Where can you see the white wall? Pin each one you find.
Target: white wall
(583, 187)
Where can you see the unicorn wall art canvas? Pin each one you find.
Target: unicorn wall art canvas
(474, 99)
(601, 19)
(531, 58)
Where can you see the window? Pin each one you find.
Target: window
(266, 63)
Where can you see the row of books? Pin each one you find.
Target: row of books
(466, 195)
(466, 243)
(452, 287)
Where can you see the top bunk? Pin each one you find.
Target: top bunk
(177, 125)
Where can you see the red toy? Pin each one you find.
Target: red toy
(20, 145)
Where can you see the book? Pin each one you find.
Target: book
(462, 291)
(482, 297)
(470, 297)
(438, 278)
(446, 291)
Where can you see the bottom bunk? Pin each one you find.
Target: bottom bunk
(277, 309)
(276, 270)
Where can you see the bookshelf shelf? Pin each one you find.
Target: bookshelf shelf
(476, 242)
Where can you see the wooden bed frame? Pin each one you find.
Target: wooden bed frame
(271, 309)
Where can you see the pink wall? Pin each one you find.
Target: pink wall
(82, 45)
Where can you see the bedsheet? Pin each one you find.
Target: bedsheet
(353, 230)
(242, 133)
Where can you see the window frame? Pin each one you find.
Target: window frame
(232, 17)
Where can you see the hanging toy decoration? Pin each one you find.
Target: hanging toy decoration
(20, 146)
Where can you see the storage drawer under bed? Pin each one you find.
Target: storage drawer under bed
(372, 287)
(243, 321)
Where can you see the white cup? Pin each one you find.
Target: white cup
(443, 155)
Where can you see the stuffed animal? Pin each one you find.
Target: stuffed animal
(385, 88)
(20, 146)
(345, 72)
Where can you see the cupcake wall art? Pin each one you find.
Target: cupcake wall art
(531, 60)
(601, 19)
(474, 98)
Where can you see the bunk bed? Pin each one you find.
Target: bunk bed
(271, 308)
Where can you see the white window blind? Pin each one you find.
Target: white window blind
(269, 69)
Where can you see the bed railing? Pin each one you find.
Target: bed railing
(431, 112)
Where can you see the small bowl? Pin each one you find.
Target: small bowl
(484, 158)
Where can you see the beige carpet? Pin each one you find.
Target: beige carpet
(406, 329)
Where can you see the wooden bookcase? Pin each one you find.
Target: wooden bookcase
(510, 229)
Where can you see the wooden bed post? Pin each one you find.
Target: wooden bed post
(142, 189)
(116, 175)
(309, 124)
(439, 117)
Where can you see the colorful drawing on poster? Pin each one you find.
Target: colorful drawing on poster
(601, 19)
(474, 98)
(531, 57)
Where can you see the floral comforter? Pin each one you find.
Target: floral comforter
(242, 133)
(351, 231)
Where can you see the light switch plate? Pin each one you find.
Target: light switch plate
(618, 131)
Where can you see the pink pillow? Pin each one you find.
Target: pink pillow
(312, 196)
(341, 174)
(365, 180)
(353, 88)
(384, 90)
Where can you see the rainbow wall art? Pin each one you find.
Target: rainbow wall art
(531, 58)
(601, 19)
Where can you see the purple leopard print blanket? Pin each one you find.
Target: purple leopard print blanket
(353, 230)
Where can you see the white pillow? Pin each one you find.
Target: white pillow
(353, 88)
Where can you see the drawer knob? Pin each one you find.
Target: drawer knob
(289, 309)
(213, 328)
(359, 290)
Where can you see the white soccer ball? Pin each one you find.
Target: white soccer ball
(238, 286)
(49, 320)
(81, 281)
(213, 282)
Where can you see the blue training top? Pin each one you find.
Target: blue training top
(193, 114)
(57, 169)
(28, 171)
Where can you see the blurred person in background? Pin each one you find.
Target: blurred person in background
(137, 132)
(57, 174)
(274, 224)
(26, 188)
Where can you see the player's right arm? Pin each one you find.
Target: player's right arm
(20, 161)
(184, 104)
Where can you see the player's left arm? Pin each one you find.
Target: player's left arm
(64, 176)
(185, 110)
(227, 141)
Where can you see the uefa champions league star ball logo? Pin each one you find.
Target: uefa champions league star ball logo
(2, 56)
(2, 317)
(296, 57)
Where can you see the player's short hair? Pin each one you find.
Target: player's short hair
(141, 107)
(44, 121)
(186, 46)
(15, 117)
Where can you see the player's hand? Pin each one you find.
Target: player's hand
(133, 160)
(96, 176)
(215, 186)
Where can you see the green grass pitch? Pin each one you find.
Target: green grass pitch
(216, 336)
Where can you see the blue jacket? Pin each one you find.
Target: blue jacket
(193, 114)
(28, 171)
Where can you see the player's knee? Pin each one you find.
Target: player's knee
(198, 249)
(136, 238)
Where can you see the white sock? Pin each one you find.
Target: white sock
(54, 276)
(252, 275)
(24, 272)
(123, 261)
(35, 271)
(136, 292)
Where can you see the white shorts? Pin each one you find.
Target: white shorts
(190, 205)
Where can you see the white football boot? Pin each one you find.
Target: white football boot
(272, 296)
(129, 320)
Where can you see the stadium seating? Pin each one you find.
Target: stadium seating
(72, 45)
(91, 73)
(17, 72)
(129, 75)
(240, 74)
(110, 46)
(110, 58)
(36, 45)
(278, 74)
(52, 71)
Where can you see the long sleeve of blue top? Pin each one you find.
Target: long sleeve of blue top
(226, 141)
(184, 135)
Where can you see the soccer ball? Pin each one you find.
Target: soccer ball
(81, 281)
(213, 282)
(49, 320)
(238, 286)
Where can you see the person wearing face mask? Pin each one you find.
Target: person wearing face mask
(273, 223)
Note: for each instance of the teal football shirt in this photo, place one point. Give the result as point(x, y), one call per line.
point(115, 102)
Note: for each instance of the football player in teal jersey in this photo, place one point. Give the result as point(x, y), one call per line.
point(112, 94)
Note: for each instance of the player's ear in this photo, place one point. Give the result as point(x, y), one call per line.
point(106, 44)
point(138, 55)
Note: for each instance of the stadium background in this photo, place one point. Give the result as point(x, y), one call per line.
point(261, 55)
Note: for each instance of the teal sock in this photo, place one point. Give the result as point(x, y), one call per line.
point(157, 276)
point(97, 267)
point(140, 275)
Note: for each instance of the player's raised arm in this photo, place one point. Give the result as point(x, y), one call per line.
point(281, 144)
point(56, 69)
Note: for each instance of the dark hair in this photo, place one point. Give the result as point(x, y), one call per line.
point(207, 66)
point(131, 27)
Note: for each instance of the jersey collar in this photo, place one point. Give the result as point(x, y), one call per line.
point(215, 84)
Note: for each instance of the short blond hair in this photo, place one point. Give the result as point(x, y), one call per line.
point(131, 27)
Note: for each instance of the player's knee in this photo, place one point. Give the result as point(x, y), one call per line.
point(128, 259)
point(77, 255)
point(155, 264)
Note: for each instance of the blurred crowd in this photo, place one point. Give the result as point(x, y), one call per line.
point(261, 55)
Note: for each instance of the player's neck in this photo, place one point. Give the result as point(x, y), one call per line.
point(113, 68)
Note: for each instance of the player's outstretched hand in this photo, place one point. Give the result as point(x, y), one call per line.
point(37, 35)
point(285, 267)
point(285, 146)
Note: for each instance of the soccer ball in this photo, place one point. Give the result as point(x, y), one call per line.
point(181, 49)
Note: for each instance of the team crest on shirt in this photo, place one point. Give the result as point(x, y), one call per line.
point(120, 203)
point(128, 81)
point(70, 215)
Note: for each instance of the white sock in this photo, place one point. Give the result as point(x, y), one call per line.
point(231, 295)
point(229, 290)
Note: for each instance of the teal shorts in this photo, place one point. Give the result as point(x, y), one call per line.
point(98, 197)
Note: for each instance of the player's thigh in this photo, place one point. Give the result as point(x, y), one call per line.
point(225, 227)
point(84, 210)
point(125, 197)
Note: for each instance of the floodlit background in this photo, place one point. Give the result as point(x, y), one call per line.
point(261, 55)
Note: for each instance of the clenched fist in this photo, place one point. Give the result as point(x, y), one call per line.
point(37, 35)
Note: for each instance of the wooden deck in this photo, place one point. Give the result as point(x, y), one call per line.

++++++++++++++++++++

*Task directions*
With the line holding "Target: stuffed animal" as the first and the line holding "Where can you see the floral" as the last, set down that range of the entries above exactly, and nothing else.

*Solution to this task*
Target: stuffed animal
(385, 88)
(20, 146)
(345, 72)
Where can you see the cupcake wall art? Pin each one you find.
Target: cupcake wall art
(531, 60)
(601, 19)
(474, 98)
Where can you see the bunk bed? Pin each one you find.
Target: bunk bed
(271, 308)
Where can you see the white window blind? Pin each one you find.
Target: white window blind
(269, 69)
Where can you see the bed railing? Pin each one you find.
Target: bed railing
(431, 112)
Where can you see the small bowl? Pin each one you find.
Target: small bowl
(484, 158)
Where can you see the beige carpet? Pin each one you find.
Target: beige carpet
(406, 329)
Where can you see the wooden bookcase? Pin each one you find.
Target: wooden bookcase
(510, 229)
Where can you see the wooden bed post? Pin each one you find.
Target: wooden bed post
(142, 189)
(116, 175)
(309, 124)
(439, 117)
Where can you see the colorful drawing on poster? Pin each one you find.
Target: colorful drawing on poster
(601, 19)
(474, 98)
(531, 57)
Where can you see the floral comforter? Pin each one you find.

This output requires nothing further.